══ Records supplied ══
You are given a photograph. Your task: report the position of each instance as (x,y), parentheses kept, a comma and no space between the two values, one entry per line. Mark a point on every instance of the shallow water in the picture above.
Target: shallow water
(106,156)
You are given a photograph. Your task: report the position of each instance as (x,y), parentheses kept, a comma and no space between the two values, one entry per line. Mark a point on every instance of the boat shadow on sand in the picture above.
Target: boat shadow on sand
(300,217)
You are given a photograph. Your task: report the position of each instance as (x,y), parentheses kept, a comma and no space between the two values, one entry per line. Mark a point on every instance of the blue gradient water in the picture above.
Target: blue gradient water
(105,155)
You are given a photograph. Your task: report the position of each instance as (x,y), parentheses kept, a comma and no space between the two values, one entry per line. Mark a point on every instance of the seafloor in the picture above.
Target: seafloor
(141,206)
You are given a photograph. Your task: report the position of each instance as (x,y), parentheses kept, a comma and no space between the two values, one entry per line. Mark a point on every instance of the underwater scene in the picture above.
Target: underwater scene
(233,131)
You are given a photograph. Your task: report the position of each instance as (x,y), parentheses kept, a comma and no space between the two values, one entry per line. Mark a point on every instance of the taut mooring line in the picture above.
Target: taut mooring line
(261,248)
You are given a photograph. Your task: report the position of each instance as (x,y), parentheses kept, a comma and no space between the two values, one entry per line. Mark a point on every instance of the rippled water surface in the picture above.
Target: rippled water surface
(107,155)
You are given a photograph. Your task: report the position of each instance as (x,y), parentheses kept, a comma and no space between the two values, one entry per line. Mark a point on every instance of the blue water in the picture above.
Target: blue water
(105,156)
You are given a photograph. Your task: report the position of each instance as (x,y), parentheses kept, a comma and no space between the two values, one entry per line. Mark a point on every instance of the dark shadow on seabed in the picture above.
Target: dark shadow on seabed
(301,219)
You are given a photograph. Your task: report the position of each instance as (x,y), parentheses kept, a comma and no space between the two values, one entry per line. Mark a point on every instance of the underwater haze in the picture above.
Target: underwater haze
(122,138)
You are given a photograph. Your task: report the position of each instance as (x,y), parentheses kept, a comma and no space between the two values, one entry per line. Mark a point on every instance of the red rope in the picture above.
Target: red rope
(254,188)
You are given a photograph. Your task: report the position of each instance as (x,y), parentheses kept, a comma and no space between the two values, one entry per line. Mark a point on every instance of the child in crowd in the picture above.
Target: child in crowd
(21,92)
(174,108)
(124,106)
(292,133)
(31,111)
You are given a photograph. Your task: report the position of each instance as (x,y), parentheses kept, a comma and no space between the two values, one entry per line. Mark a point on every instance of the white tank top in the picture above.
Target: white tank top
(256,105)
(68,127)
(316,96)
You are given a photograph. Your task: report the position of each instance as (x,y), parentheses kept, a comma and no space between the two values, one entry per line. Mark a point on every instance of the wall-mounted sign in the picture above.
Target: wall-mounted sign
═══
Exercise directions:
Starting at the line that contains "Target: red rope", retype each remaining line of the records exactly; that line and the last line are both included.

Finished exercise:
Target: red rope
(254,188)
You are given a photograph. Your task: report the position of each instance as (x,y), parentheses kept, a comma and no space between the two values, one entry per line. Mark a point on every instance of the child in crowd in the picture above.
Target: child in crowd
(21,92)
(174,108)
(124,106)
(292,133)
(31,111)
You are given a photograph. Your task: report the position of each instance as (x,y), parentheses kept, a comma and no space between the two values, one entry per line. Mark a point on every instance of the white tank top in the picture above.
Target: white tank top
(256,105)
(68,127)
(316,96)
You are given a photograph. Your task: report the position of each instance as (x,y), parentheses kept, a comma and no space between the two values, one entry per line. Mark a point on every instance of the wall-mounted sign in the picture above.
Target: wall-mounted sign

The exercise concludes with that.